The collaborative journey of composer Jon Ekstrand and director Daniel Espinosa has been one of creative synergy and seamless teamwork, spanning eight projects since their film school days. From the early stages of sketching the film’s musical landscape, Ekstrand and Espinosa made a unique decision that would shape the sonic identity of ‘Madame Luna’.
Choosing the clarinet as a primary narrative tool, Ekstrand initially sketched the score by playing the clarinet himself. Originally planning to bring in a professional clarinet player to replace these sketches, they ultimately decided to retain Ekstrand’s recordings. The raw, untrained quality of the clarinet, played a pivotal role in capturing the intended textural nature and emotional depth, seamlessly blending with the film’s landscape and storyline.

(Lines of data)
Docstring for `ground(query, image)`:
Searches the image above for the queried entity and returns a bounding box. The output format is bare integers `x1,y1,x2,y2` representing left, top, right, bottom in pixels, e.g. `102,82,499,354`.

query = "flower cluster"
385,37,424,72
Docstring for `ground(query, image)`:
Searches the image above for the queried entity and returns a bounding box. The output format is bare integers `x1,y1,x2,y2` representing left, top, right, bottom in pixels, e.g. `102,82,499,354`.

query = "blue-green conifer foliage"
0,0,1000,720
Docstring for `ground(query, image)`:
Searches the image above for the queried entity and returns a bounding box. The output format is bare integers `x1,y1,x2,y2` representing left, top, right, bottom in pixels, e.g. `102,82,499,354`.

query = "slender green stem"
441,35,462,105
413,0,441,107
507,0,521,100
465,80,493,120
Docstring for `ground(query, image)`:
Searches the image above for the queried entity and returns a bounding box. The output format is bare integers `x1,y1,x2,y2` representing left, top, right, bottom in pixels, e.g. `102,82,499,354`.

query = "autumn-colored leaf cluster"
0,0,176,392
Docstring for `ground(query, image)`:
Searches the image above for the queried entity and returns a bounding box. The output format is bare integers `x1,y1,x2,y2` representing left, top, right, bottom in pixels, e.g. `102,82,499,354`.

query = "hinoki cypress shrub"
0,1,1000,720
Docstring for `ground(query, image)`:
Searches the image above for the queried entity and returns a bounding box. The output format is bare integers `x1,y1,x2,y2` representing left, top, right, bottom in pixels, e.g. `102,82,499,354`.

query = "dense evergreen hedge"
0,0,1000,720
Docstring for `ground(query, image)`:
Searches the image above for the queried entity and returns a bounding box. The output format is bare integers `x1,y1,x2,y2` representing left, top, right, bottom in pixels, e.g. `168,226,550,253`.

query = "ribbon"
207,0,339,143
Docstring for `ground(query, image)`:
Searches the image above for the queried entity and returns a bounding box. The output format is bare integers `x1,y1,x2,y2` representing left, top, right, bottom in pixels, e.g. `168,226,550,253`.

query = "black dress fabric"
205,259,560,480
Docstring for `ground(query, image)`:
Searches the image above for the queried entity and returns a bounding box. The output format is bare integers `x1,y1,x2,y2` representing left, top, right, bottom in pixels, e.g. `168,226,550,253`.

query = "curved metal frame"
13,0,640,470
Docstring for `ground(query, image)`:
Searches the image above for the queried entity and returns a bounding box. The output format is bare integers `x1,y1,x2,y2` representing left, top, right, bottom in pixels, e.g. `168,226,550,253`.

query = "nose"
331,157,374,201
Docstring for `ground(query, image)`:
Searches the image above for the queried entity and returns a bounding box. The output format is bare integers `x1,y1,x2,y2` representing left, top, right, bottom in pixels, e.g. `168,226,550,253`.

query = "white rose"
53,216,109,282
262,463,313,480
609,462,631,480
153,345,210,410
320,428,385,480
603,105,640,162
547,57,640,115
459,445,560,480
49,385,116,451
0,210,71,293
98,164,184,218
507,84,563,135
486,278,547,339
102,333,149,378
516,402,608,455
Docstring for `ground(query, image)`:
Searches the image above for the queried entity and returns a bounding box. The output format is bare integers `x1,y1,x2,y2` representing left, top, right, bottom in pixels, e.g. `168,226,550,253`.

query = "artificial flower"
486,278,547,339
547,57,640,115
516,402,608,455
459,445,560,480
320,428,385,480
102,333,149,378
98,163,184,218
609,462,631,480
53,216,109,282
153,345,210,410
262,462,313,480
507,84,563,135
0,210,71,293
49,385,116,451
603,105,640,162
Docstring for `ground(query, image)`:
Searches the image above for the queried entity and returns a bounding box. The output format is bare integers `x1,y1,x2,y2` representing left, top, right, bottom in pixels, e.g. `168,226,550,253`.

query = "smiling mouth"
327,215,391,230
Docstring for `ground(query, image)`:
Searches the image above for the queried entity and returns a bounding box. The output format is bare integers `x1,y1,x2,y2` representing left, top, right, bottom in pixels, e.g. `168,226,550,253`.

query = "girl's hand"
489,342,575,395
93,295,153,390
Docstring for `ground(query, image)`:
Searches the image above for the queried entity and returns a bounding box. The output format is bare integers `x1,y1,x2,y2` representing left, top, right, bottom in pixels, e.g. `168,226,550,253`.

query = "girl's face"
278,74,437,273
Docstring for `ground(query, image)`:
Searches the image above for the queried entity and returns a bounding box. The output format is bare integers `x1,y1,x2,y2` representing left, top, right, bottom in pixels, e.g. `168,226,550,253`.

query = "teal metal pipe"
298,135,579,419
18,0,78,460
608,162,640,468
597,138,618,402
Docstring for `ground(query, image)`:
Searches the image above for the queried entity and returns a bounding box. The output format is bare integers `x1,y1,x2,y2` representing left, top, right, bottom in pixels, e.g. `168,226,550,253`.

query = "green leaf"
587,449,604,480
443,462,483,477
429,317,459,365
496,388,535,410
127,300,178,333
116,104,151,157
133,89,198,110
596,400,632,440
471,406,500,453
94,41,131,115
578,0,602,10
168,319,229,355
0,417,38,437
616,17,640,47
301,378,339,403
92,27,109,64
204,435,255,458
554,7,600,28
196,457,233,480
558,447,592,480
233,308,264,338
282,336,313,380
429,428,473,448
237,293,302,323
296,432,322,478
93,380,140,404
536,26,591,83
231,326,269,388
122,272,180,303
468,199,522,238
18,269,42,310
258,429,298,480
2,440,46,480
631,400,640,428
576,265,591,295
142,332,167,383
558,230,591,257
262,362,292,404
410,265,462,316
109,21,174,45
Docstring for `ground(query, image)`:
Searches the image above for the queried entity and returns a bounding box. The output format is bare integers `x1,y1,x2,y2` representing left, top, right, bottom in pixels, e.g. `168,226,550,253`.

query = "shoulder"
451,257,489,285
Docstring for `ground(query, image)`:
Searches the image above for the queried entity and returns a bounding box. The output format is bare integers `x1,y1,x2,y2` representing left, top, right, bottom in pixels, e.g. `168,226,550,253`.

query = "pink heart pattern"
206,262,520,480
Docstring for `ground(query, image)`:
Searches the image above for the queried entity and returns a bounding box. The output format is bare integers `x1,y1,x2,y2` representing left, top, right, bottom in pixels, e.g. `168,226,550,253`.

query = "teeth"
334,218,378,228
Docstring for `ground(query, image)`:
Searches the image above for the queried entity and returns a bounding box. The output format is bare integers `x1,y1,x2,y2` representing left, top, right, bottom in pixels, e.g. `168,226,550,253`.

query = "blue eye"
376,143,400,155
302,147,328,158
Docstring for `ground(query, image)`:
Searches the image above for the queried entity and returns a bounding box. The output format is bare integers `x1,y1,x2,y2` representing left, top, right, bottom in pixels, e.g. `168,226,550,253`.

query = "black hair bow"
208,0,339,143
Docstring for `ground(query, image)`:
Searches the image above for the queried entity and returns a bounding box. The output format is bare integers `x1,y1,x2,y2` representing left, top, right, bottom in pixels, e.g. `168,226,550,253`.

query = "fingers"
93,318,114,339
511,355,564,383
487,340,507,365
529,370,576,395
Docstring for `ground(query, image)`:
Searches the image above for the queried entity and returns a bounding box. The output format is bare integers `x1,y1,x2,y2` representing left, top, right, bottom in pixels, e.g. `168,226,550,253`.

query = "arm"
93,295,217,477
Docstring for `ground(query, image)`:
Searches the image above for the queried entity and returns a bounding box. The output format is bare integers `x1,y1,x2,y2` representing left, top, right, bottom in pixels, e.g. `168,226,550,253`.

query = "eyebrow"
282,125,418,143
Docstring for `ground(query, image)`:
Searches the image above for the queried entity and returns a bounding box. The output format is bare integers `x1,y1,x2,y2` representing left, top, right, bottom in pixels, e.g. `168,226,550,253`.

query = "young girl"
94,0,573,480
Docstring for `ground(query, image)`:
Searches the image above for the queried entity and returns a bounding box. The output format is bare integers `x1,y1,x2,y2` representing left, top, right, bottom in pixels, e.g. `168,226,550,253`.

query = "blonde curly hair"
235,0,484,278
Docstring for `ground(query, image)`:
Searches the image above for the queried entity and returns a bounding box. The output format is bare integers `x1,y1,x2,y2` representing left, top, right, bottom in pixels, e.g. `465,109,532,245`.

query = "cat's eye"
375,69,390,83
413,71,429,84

## [TASK INSTRUCTIONS]
[A] Duplicate the part of the passage on the film's clarinet score starting with "The collaborative journey" and going on through "landscape and storyline.".
[B] Set down the lines of the listing word for word, starting with its first line and going on through the line with "465,80,493,120".

## [FINAL ANSWERS]
[A]
The collaborative journey of composer Jon Ekstrand and director Daniel Espinosa has been one of creative synergy and seamless teamwork, spanning eight projects since their film school days. From the early stages of sketching the film’s musical landscape, Ekstrand and Espinosa made a unique decision that would shape the sonic identity of ‘Madame Luna’.
Choosing the clarinet as a primary narrative tool, Ekstrand initially sketched the score by playing the clarinet himself. Originally planning to bring in a professional clarinet player to replace these sketches, they ultimately decided to retain Ekstrand’s recordings. The raw, untrained quality of the clarinet, played a pivotal role in capturing the intended textural nature and emotional depth, seamlessly blending with the film’s landscape and storyline.

[B]
Docstring for `ground(query, image)`:
Searches the image above for the queried entity and returns a bounding box. The output format is bare integers `x1,y1,x2,y2` representing left, top, right, bottom in pixels, e.g. `102,82,499,354`.

query = "flower cluster"
385,37,424,72
Docstring for `ground(query, image)`:
Searches the image above for the queried entity and returns a bounding box. The output format is bare integers `x1,y1,x2,y2` representing left, top, right, bottom in pixels, e.g. `102,82,499,354`.

query = "blue-green conifer foliage"
0,0,1000,720
Docstring for `ground(query, image)`:
Searches the image above for the queried entity and returns a bounding box. The output format is bare integers `x1,y1,x2,y2` representing left, top, right, bottom in pixels, e.g. `102,82,499,354`.

query = "slender green stem"
441,35,462,105
413,0,441,107
507,0,521,100
465,80,493,120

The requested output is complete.